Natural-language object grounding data
##############################

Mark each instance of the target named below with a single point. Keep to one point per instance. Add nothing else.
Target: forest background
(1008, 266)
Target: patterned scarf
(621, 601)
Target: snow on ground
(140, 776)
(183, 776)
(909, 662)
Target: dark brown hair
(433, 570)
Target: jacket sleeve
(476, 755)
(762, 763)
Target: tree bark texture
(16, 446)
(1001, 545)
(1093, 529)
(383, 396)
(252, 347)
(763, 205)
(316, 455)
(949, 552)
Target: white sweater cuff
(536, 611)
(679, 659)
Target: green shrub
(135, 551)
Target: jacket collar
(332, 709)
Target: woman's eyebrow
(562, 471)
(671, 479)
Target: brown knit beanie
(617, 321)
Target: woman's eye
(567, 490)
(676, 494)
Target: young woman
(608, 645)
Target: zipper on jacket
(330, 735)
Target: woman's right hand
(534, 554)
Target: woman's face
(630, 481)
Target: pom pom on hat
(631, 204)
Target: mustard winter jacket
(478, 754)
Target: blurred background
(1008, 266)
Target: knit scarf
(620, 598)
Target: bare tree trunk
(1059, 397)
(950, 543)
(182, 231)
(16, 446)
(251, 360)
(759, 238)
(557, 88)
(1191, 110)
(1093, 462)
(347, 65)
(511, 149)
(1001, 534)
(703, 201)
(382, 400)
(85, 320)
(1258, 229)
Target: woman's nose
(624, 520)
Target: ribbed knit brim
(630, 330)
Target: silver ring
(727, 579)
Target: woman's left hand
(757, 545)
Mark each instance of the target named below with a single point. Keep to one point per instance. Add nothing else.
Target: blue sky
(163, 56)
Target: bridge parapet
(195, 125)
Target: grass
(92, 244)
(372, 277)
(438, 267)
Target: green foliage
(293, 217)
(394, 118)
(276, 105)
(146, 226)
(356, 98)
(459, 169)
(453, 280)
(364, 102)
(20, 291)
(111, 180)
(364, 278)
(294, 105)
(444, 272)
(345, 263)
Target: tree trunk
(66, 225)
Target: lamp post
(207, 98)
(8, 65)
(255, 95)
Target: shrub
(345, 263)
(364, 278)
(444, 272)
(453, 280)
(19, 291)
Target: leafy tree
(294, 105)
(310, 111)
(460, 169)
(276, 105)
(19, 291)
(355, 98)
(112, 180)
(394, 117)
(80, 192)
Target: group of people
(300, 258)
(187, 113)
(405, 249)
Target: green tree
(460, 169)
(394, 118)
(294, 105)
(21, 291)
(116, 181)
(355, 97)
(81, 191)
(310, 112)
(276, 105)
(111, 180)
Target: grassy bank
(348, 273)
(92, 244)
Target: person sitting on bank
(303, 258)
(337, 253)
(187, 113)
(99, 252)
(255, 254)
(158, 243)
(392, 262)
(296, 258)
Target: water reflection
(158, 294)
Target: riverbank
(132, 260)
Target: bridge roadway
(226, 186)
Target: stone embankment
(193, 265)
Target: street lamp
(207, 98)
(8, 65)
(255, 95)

##############################

▶ _Task goal_
Retype every entry without changing anything.

▶ _Exercise result_
Mark each instance of the target named below with a single point. Keep to one point per instance. Add nothing else.
Target: forest background
(1008, 266)
Target: patterned scarf
(621, 601)
Target: snow on ground
(140, 776)
(183, 776)
(909, 662)
Target: dark brown hair
(433, 570)
Target: jacket sleeve
(476, 755)
(762, 763)
Target: tree bark texture
(16, 446)
(1001, 545)
(1093, 529)
(383, 396)
(252, 347)
(763, 205)
(316, 455)
(949, 552)
Target: white sweater cuff
(536, 611)
(679, 659)
Target: green shrub
(135, 551)
Target: jacket collar
(332, 709)
Target: woman's eyebrow
(562, 471)
(671, 479)
Target: brown knit beanie
(617, 321)
Target: woman's eye
(567, 490)
(676, 494)
Target: young woman
(608, 645)
Target: zipper on jacket
(330, 735)
Target: woman's right hand
(534, 554)
Target: woman's face
(630, 481)
Target: pom pom on hat
(631, 204)
Target: mustard winter jacket
(478, 754)
Target: blurred background
(1008, 266)
Target: knit scarf
(620, 598)
Target: bare tree trunk
(1059, 397)
(950, 543)
(182, 231)
(16, 446)
(251, 360)
(759, 238)
(557, 88)
(1191, 110)
(1093, 462)
(347, 65)
(511, 149)
(1001, 534)
(703, 201)
(382, 400)
(85, 320)
(1258, 229)
Target: woman's nose
(624, 520)
Target: ribbed knit brim
(630, 330)
Target: silver ring
(727, 579)
Target: woman's left hand
(757, 545)
Mark each instance of the target named below with a single point. Keep to one point per instance. Add nothing else.
Target: blue sky
(163, 56)
Target: bridge parapet
(195, 125)
Target: grass
(92, 244)
(372, 277)
(438, 267)
Target: green foliage
(293, 217)
(394, 118)
(276, 105)
(146, 226)
(356, 98)
(459, 169)
(453, 280)
(364, 102)
(20, 291)
(111, 180)
(364, 278)
(294, 105)
(444, 272)
(345, 263)
Target: tree trunk
(66, 225)
Target: lamp post
(207, 98)
(8, 65)
(255, 95)
Target: shrub
(345, 263)
(364, 278)
(444, 272)
(453, 280)
(19, 291)
Target: leafy tree
(294, 105)
(310, 111)
(460, 169)
(276, 105)
(19, 291)
(355, 98)
(112, 180)
(394, 117)
(80, 192)
Target: group of people
(300, 258)
(187, 113)
(405, 249)
Target: green tree
(460, 169)
(394, 118)
(294, 105)
(21, 291)
(116, 181)
(355, 97)
(81, 191)
(310, 112)
(276, 105)
(111, 180)
Target: grassy bank
(348, 273)
(92, 244)
Target: person sitting on bank
(303, 258)
(337, 253)
(187, 113)
(99, 252)
(255, 254)
(158, 243)
(392, 262)
(296, 258)
Target: water reflection
(158, 294)
Target: riverbank
(132, 260)
Target: bridge roadway
(226, 186)
Target: stone embankment
(193, 265)
Target: street lamp
(207, 98)
(8, 65)
(255, 95)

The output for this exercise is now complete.